--- 表示テキスト ---

民主党政権の何が問題だったのか

民主党政権の何が問題だったのか


1 管理人 2023-11-12 21:34


岸田総理と枝野代表は、「総理としての実績はないが、政権のひとりだった経験はある」点で同じだ。
いやいや、岸田総理はまだ何もしていないかもしれないが、自民党はずっと政権を担い、うまくやってきたが、枝野代表が前にいた民主党政権はひどかったじゃないか、とても任せられない――そう思っている人も多いだろう。
しかし、本当に民主党政権はひどかったのだろうか。
民主党への批判と言えば、安倍晋三元首相が好む「悪夢の民主党政権」がある。
「何がどう悪夢だったんですか」と質問したら、安倍元首相は「すべてが悪夢だった」とでも答えるだろう。
この民主党への「悪夢」呼ばわりほど、中身のない批判はないが、それゆえにか拡散している。
安倍元首相の、イメージ戦略はなかなかのものだ。


しかし、たしかに安倍元首相にとっては民主党政権時代は悪夢だったろうが、国民のすべてが悪夢だと思っていたわけではない。
そこで、民主党政権を政策の実現という観点から見直した本が、『民主党政権 未完の日本改革』(ちくま新書)である。

--- データセット ---

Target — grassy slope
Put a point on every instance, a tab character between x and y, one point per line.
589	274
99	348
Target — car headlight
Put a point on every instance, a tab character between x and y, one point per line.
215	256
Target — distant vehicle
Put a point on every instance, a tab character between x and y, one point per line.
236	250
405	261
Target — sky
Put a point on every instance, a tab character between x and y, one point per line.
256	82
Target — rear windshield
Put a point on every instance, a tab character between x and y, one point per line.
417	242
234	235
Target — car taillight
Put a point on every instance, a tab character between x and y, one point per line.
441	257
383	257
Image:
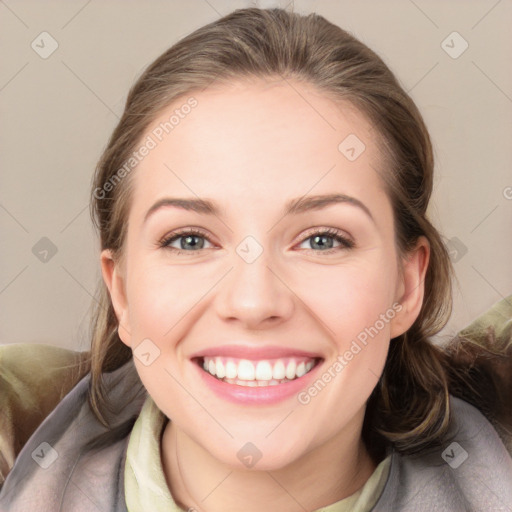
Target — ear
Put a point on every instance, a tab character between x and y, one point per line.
411	287
116	284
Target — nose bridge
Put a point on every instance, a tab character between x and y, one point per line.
254	292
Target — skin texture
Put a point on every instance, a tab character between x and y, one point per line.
251	147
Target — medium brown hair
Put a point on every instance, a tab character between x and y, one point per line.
410	406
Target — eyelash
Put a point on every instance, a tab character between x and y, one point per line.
330	232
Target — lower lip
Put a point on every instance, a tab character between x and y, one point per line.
258	395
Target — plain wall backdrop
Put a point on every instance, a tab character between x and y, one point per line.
61	94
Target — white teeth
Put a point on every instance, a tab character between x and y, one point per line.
279	371
263	371
301	370
246	370
290	369
219	369
231	370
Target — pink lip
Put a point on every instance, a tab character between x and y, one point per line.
264	395
253	353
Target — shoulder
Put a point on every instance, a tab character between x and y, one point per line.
471	470
76	455
33	379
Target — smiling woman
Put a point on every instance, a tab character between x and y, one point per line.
272	245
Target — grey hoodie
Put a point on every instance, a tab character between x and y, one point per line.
57	471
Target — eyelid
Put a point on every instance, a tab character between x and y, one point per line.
346	241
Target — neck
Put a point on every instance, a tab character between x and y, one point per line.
323	476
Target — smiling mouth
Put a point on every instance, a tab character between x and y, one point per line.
261	373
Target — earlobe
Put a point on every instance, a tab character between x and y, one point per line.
115	282
411	288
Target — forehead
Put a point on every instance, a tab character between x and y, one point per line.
255	144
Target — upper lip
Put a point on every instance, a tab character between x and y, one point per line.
253	353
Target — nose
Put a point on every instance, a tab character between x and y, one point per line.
255	294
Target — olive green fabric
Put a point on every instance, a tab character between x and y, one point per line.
145	487
33	379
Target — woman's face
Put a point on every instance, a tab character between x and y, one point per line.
259	292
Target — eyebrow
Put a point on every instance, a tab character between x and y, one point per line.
294	206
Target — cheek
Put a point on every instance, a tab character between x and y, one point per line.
349	297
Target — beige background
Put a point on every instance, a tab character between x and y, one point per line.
57	114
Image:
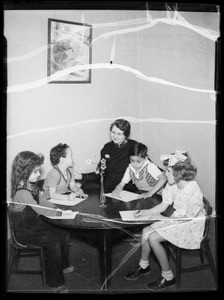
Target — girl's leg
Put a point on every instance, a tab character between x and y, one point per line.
145	248
143	268
155	242
64	240
167	277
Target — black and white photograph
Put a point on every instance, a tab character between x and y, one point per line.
111	116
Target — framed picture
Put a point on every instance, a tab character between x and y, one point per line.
69	52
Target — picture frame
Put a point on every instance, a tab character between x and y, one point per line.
69	48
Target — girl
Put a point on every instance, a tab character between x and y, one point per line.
186	195
143	173
116	154
30	227
60	183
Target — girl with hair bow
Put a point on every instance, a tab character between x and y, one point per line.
184	228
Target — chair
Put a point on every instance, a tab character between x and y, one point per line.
18	251
204	251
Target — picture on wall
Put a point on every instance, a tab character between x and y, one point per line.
69	52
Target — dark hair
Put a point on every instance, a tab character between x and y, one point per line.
23	165
138	149
122	125
57	152
183	170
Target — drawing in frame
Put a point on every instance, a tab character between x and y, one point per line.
69	47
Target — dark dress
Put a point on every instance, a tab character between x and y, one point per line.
117	160
30	228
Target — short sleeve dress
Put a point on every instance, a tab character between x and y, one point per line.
188	203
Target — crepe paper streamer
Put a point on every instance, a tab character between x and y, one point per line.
112	55
59	75
131	119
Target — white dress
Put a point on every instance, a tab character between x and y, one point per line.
188	203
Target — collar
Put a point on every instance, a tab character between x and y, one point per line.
121	145
138	171
188	188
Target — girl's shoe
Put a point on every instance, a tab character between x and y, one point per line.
68	270
136	273
160	284
59	290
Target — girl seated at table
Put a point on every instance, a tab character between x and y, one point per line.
115	154
59	183
144	174
26	209
184	228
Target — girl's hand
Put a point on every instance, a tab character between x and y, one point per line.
77	175
116	193
67	212
140	214
145	195
71	196
81	194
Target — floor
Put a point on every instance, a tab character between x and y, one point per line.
86	277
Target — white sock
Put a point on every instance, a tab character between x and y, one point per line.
168	275
143	263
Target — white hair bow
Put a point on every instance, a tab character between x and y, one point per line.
174	158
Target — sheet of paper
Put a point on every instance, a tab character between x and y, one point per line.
125	196
71	215
67	202
128	215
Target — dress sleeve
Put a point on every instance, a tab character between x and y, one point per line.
52	179
195	204
154	170
168	194
126	178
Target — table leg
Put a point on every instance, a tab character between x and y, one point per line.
105	256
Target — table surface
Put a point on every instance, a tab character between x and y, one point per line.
92	216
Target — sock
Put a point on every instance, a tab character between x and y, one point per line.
168	275
143	263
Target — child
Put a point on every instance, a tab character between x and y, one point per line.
143	173
116	154
186	195
30	227
60	183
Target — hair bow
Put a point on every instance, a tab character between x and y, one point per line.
174	158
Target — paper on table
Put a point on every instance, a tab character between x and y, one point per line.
70	215
67	202
128	215
125	196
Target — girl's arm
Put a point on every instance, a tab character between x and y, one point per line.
77	190
126	178
25	197
162	180
57	196
116	192
155	210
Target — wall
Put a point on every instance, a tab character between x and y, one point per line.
167	93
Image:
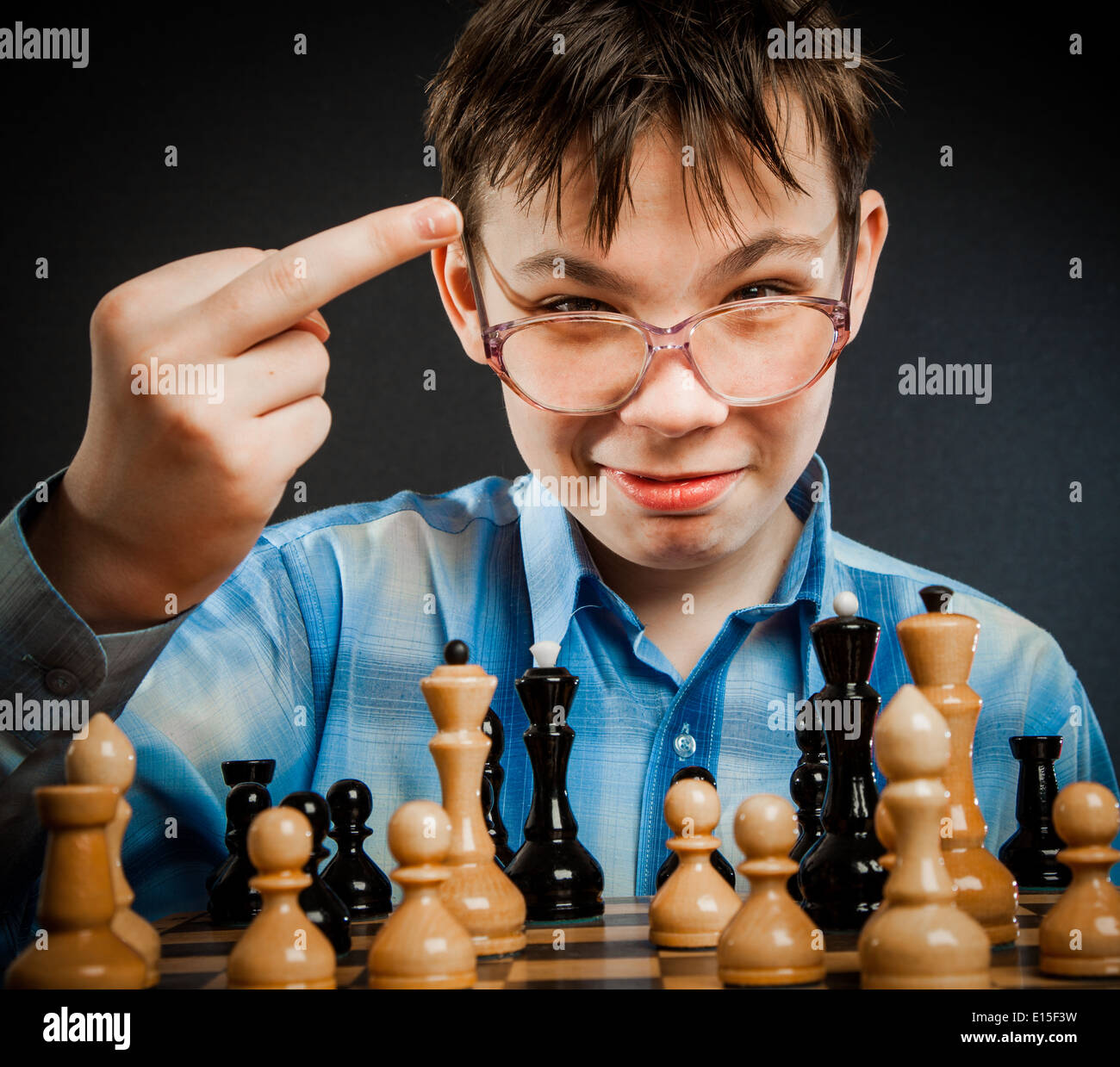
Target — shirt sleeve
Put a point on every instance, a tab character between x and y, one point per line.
54	671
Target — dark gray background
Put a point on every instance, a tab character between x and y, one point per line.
273	148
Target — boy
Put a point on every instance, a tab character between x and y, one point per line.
694	549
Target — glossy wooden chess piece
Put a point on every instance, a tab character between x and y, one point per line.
234	772
493	776
1080	935
75	946
283	947
672	861
421	945
807	785
840	878
919	940
105	756
478	894
358	881
232	899
558	877
939	648
769	940
694	905
1030	853
885	831
318	900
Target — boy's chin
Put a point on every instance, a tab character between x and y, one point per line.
656	543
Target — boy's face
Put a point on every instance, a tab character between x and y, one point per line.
672	429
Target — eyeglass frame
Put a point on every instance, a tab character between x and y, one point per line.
838	312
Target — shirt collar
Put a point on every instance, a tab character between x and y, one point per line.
563	578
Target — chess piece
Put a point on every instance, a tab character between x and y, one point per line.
694	905
919	939
807	785
283	947
1080	936
478	894
840	878
885	831
493	776
358	881
421	945
672	861
318	900
1030	853
939	648
555	872
233	772
75	946
769	940
105	756
232	899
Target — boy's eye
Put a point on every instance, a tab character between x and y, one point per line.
754	291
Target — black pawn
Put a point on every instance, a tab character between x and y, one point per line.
493	776
1030	853
936	598
718	860
233	772
557	876
456	653
807	785
841	879
359	884
320	900
232	900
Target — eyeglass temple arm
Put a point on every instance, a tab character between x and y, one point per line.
846	295
850	272
482	323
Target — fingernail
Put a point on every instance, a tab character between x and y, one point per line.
436	219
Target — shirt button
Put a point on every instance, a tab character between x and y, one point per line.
684	743
60	682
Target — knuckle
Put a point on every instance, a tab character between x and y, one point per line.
280	278
116	312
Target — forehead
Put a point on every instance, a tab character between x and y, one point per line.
663	205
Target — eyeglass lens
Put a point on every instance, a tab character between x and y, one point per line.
744	354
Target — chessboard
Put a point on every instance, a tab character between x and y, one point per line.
613	952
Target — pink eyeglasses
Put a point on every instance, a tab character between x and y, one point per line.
745	353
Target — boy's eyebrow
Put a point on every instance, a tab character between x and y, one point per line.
587	272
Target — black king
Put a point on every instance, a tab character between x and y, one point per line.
557	876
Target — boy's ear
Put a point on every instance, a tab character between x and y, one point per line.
452	280
873	234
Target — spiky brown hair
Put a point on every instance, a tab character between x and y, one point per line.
507	107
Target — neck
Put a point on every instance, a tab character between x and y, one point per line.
682	611
742	579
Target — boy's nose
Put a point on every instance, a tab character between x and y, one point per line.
672	400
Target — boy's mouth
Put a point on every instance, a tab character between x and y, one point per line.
673	493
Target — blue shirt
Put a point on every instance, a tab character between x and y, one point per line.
313	649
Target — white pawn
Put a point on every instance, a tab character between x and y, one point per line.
846	603
105	756
283	947
919	940
421	945
771	940
694	905
1080	936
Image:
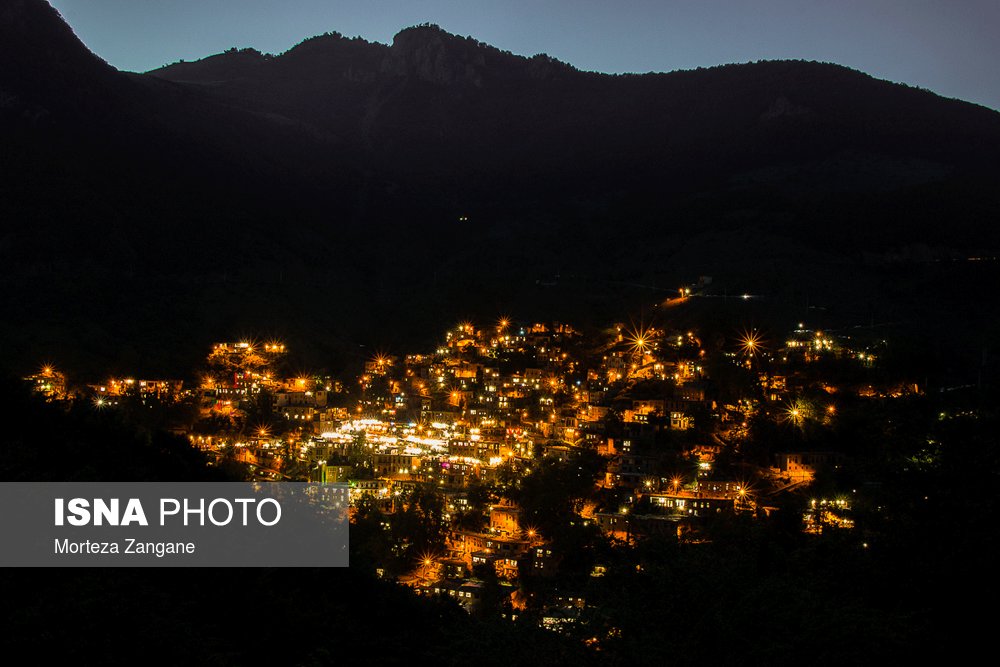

---

課題内容:
[a] 民主党政権についての文章で、民主党政権を政策の実現という観点から見直した本として挙げられている書名は何か。
[b] 民主党政権についての文章を2文で要約せよ。
[c] 民主党政権についての文章を、最後の文の後から書き継げ。
今回の作業では項目を参照する必要はありません。

課題別の回答:
[a] 『民主党政権 未完の日本改革』(ちくま新書)。

[b] 岸田総理と枝野代表は、総理としての実績はないが政権の一員だった経験はある点で同じだが、民主党政権はひどかったと考える人も多く、安倍元首相の「悪夢の民主党政権」という中身のない批判が拡散している。しかし国民のすべてが悪夢だと思っていたわけではなく、民主党政権を政策の実現という観点から見直した本として『民主党政権 未完の日本改革』(ちくま新書)がある。

[c]
著者は民主党政権三人の首相のなかのひとり、菅直人である。
どうせ自己弁護か自慢だらけの本だろうと思うだろう。たしかに、読む人の立場、読み方によってはそうなる。
だが、「解釈」はさまざまだが、民主党政権3年3ヵ月間で、何をやったという「事実」は事実として記されていると思う。実は私はこの本の編集に関わっているので、第三者ではない。関係者による紹介記事となるが、だからこそ、事実のみを記したいと思う。


民主党政権といえば、「マニフェスト」を思い出す人も多いだろう。
忘れている人も多いが、子ども手当、高校無償化、高速道路無料化などを約束した。
さらに、マニフェストには記載されていなかったが、鳩山代表が沖縄の米軍普天間基地を「最低でも県外」に移転させると約束した。最も期待はずれに終わったのが、この普天間基地の移設問題だ。
あるいは、マニフェストにはなかったのに、消費税の増税を決めたことも批判された。
民主党のマニフェストは抽象的な選挙公約ではなく、具体的な数値も列記し、達成されたかどうかが検証可能なものとして作られた。
次の総選挙のときには、どれくらい達成されたかを検証し、それでさらに政権を続けさせてほしいと、有権者に問うはずだった。
実際、民主党は2012年の総選挙の直前に、マニフェストを検証し発表しているのだが、それはほとんど話題にならなかった。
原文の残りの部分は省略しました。